— start of DATASET RECORDS —

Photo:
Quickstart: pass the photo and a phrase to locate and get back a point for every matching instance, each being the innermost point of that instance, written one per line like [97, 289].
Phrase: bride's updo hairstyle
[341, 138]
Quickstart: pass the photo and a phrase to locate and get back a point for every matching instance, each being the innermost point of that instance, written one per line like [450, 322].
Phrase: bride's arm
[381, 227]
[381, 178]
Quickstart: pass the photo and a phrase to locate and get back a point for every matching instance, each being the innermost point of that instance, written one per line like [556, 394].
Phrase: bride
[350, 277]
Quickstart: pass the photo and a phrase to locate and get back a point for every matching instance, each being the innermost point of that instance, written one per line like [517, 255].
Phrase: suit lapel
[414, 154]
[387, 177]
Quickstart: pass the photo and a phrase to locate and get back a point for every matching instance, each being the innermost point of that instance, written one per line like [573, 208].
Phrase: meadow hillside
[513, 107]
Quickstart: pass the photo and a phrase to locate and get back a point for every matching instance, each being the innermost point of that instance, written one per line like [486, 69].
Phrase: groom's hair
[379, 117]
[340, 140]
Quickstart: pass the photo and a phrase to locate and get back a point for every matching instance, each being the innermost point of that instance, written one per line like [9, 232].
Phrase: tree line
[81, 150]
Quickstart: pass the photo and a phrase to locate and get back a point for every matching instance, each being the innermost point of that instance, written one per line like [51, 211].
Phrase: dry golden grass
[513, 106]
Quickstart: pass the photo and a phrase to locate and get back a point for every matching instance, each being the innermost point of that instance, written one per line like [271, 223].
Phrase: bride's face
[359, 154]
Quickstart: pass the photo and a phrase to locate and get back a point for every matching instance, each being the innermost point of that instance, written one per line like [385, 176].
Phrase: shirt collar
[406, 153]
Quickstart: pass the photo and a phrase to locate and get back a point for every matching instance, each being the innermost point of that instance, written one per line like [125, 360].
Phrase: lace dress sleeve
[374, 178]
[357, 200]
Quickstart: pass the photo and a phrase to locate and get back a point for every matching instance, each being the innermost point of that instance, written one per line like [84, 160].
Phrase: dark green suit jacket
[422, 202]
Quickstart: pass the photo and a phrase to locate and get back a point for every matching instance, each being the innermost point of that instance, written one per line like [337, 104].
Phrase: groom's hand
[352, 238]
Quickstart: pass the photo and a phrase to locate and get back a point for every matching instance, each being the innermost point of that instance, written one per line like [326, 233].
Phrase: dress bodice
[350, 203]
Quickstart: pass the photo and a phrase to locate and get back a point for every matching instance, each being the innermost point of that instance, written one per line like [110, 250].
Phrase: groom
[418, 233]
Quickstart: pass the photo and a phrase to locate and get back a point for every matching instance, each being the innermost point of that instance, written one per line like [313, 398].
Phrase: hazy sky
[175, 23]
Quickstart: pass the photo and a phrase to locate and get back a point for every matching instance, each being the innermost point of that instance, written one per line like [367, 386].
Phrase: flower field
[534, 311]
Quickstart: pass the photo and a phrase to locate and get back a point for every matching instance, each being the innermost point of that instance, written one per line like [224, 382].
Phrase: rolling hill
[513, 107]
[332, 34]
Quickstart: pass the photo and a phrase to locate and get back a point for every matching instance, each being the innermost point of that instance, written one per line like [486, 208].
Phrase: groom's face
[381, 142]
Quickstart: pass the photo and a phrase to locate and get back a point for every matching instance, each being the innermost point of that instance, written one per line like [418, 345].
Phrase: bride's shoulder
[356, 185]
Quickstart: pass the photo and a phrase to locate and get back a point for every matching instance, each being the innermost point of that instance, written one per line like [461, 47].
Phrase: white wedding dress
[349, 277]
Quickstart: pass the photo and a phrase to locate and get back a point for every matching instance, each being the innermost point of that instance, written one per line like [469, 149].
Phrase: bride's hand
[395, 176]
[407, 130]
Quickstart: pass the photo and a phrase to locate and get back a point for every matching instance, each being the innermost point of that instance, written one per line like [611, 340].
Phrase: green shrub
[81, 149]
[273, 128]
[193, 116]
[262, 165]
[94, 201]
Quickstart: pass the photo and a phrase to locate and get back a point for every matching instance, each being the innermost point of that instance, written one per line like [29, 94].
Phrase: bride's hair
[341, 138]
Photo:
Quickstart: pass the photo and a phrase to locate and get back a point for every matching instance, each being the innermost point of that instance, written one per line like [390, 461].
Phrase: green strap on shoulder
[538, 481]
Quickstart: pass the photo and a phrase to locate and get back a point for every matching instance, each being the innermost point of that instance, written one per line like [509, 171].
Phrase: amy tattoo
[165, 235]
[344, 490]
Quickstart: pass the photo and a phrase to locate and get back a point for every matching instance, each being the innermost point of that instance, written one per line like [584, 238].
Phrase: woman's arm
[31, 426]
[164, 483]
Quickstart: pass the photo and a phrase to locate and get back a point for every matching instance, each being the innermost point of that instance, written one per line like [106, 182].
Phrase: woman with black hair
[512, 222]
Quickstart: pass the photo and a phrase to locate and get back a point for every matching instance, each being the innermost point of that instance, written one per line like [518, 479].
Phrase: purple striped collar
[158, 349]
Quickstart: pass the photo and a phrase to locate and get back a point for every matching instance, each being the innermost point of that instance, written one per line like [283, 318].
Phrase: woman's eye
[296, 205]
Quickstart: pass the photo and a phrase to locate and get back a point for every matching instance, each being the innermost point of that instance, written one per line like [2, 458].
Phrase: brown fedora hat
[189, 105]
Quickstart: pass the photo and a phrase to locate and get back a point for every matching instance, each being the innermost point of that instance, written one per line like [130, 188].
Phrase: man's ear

— end of DATASET RECORDS —

**GIVEN EXERCISE**
Faithfully copy every entry, leaving nothing out.

**THE RESULT**
Photo:
Quickstart: pass the photo and a phrase to locate and get back a point for every matching instance, each being the innermost point of that instance, written one per line like [97, 289].
Phrase: bride's updo hairstyle
[341, 138]
Quickstart: pass the photo and a phrase to locate and get back a point for every matching instance, each being the innermost point of that instance, written one per line like [450, 322].
Phrase: bride's arm
[381, 227]
[381, 178]
Quickstart: pass the photo and a phrase to locate and get back a point for every matching instance, each being the innermost point of that instance, written one per line like [556, 394].
Phrase: bride
[350, 277]
Quickstart: pass the photo and a phrase to locate and get back a point for every matching instance, each being the innermost point of that instance, written one per line like [517, 255].
Phrase: suit lapel
[414, 154]
[387, 177]
Quickstart: pass the photo and a phrase to locate and get back a point for every matching instance, each being the innermost point of that instance, written one per line like [573, 208].
Phrase: meadow hillside
[513, 107]
Quickstart: pass the photo and a phrase to locate and get back a point for every matching instance, each being the innermost point of that instance, written one per line like [486, 69].
Phrase: groom's hair
[379, 117]
[340, 140]
Quickstart: pass the photo and a phrase to locate and get back a point for every matching instance, each being the innermost point of that instance, written one per line like [9, 232].
Phrase: tree line
[81, 150]
Quickstart: pass the photo and a phrase to locate and get back a point for every matching instance, each being the innermost point of that instance, written one per line like [51, 211].
Phrase: dry golden grass
[513, 106]
Quickstart: pass the photo and a phrase to locate and get back a point for every matching instance, each being the innermost point of that instance, written one per line like [271, 223].
Phrase: bride's face
[359, 154]
Quickstart: pass the photo and a phrase to locate and get back a point for every matching instance, each being the innermost point of that instance, written one per line like [385, 176].
Phrase: shirt collar
[406, 153]
Quickstart: pass the photo and a phrase to locate and get back a point for every matching instance, each being the innermost point of that instance, written one per line like [125, 360].
Phrase: lace dress sleeve
[374, 178]
[357, 200]
Quickstart: pass the photo and a phrase to locate and get back a point for every matching instance, each being the innermost point of that instance, written one per line like [84, 160].
Phrase: dark green suit jacket
[422, 202]
Quickstart: pass the photo and a phrase to locate and get back a point for every matching instance, each being the innermost point of that instance, written one per line like [337, 104].
Phrase: groom's hand
[352, 238]
Quickstart: pass the photo and a phrase to locate and get back a point for every matching instance, each being the innermost point of that instance, written one per line like [326, 233].
Phrase: dress bodice
[350, 203]
Quickstart: pass the photo and a phrase to locate and get back a point for every matching instance, each being the innermost point of that instance, written one per line like [110, 250].
Phrase: groom
[418, 233]
Quickstart: pass the photo and a phrase to locate and get back a point for every matching instance, each being the innermost point of that instance, written one per line like [313, 398].
Phrase: hazy sky
[175, 23]
Quickstart: pass the photo and a phrase to locate and get back a point for every matching instance, each being the innermost point of that instance, written one per line like [367, 386].
Phrase: flower field
[534, 311]
Quickstart: pass the photo and a phrase to locate and get back a point for every matching instance, each being the innermost point of that instance, written one per line like [224, 382].
Phrase: rolling hill
[513, 107]
[332, 34]
Quickstart: pass the photo and a phrase to locate and get back a point for every matching instance, each being the innermost point of that instance, written one per line like [486, 208].
Phrase: groom's face
[381, 142]
Quickstart: pass the photo and a phrase to locate and get back a point for every matching instance, each being the innermost point of that instance, written one per line like [418, 345].
Phrase: bride's shoulder
[356, 185]
Quickstart: pass the photo and a phrase to locate and get back a point for every matching instance, each being the innermost point of that instance, written one per line like [461, 47].
Phrase: white wedding dress
[349, 277]
Quickstart: pass the photo and a phrase to locate and get back a point for every matching instance, each being the innermost point of that instance, written one per line like [469, 149].
Phrase: bride's hand
[395, 176]
[407, 130]
Quickstart: pass the photo and a phrase to locate and get back a point for every matching instance, each being the innermost point of that instance, written one per line like [611, 340].
Phrase: green shrub
[81, 149]
[273, 128]
[193, 116]
[262, 165]
[94, 201]
Quickstart: pass the photo and a phrase to locate and get back a point for every matching instance, each being the innermost point of that instance, written one per line like [29, 94].
Phrase: bride's hair
[341, 138]
Photo:
Quickstart: pass the photo and a phrase to locate and get back a point for every matching instance, each being the innermost point of that instance, written one per line like [390, 461].
Phrase: green strap on shoulder
[538, 481]
Quickstart: pass the photo and a phrase to locate and get back a point for every matching instance, each being the innermost point of that instance, written one per line like [509, 171].
Phrase: amy tattoo
[165, 235]
[344, 490]
Quickstart: pass the photo and a phrase to locate and get back a point for every matching instance, each being the innermost point of that instance, written one per line like [584, 238].
Phrase: woman's arm
[31, 426]
[164, 483]
Quickstart: pass the photo and a phrase to locate and get back a point for every matching instance, each being the innermost point of that instance, written one per line like [106, 182].
Phrase: woman with black hair
[512, 222]
Quickstart: pass the photo and a phrase to locate and get back a point for every matching instance, each being the innermost point of that instance, written one per line like [518, 479].
Phrase: purple striped collar
[158, 349]
Quickstart: pass the photo and a phrase to locate and get back a point for every matching instance, each being the innermost point of that instance, written one per line like [283, 318].
Phrase: woman's eye
[296, 205]
Quickstart: pass the photo and a phrase to locate and get back a point for every matching instance, each being the innermost point of that instance, written one per line like [2, 458].
Phrase: brown fedora hat
[189, 105]
Quickstart: pass the photo and a phrase to locate and get back a point for every matching instance, each being the innermost point of that instance, written one per line like [130, 188].
Phrase: man's ear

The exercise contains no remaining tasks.